[Rows from a data source]
════════

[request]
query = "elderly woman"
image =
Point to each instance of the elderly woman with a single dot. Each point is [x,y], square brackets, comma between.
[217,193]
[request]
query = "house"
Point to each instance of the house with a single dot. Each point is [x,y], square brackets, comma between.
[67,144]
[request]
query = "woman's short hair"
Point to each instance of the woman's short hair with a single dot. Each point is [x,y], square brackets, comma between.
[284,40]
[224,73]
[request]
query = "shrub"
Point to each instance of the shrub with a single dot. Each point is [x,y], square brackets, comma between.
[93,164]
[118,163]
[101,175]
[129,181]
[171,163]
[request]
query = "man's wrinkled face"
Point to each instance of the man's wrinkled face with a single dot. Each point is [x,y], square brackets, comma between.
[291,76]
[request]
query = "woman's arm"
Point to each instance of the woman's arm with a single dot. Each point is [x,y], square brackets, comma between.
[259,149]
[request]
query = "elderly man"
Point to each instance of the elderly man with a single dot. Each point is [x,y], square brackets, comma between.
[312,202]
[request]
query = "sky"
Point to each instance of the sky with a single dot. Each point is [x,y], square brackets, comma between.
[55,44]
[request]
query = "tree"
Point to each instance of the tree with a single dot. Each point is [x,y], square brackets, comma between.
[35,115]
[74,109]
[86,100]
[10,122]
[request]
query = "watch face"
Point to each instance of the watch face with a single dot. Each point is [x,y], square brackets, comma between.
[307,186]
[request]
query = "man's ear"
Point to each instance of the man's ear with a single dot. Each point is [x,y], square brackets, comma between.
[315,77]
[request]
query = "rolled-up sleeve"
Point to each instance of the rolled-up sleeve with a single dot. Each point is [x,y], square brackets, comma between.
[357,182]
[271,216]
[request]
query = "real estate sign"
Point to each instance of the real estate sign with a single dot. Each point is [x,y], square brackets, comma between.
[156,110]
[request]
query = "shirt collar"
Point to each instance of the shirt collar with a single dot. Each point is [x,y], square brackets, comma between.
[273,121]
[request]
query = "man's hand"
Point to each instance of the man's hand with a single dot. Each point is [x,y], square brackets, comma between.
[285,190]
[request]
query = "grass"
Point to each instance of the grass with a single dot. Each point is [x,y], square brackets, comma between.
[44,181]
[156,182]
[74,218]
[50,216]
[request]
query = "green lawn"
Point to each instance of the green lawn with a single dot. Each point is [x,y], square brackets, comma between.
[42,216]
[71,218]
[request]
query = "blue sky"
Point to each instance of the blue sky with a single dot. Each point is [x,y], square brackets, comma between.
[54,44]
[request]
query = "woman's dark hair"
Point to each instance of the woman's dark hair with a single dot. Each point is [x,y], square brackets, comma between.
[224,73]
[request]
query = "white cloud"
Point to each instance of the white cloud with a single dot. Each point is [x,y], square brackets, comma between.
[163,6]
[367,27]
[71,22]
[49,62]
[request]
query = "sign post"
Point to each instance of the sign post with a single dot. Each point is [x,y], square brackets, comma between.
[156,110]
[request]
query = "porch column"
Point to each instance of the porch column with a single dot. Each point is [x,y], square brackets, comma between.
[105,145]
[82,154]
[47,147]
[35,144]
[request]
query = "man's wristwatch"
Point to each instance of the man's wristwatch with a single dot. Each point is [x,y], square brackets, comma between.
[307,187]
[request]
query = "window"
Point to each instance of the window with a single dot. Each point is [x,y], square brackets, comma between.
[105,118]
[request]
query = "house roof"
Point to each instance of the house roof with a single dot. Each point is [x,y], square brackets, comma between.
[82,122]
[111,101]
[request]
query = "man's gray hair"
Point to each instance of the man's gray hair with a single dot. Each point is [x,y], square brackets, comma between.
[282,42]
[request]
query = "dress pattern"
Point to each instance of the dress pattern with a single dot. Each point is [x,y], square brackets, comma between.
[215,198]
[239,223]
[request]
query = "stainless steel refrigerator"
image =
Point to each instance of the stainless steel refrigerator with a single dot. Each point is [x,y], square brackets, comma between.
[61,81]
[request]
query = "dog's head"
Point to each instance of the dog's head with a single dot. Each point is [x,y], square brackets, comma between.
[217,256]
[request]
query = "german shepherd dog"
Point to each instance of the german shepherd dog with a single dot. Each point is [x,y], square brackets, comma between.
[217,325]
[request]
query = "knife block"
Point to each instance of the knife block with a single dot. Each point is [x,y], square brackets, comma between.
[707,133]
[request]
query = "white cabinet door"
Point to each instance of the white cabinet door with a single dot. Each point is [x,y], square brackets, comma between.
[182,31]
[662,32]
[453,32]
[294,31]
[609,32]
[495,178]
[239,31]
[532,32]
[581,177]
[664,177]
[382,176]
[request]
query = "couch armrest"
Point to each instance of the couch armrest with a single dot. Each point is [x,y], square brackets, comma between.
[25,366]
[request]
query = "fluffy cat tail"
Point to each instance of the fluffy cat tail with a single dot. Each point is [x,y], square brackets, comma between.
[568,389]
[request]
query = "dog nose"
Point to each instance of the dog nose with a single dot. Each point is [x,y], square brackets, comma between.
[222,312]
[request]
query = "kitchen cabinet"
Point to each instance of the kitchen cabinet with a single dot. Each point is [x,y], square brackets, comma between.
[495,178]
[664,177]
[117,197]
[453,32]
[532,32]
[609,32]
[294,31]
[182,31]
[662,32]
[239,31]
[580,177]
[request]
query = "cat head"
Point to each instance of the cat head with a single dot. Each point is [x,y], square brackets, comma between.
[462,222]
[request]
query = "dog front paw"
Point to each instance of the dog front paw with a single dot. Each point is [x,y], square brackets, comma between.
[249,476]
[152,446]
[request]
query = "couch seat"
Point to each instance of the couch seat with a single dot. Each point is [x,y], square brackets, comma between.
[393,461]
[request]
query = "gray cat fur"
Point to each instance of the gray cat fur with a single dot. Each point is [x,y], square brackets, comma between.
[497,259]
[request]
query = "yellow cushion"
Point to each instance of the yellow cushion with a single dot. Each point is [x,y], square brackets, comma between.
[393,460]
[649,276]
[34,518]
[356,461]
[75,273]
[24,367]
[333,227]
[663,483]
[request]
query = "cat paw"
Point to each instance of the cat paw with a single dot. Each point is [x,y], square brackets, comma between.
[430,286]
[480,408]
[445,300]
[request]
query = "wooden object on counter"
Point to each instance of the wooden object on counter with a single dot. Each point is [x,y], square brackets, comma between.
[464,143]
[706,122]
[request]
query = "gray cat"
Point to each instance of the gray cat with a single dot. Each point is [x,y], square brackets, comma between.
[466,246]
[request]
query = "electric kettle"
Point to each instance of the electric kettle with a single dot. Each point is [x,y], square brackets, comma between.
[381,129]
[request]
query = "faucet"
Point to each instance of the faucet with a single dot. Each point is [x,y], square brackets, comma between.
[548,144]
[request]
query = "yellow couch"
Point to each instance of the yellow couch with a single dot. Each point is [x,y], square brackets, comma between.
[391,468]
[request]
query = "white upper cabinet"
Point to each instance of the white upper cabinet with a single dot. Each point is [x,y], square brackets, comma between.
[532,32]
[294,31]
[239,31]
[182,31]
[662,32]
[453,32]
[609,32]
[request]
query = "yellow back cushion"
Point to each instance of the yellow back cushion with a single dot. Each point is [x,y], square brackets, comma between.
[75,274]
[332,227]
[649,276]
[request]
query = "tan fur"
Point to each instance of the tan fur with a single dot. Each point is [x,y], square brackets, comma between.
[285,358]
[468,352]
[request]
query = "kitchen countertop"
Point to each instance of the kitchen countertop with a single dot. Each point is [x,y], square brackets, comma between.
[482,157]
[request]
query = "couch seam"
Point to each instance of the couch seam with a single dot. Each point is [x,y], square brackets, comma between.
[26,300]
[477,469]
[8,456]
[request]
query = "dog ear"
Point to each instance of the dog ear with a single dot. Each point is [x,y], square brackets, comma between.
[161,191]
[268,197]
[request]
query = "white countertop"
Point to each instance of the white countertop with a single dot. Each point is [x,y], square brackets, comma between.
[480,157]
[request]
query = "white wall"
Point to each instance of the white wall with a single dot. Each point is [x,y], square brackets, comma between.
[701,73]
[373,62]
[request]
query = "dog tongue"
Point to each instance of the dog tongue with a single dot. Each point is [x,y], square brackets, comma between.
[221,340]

════════

-- TASK DETAILS --
Report every line in the rows above that contains the string "tree", copying each such line in full.

-- WORKED SOLUTION --
query = "tree"
Point to each instance of the tree with a single dot. Each point is [x,y], square brackets, comma between.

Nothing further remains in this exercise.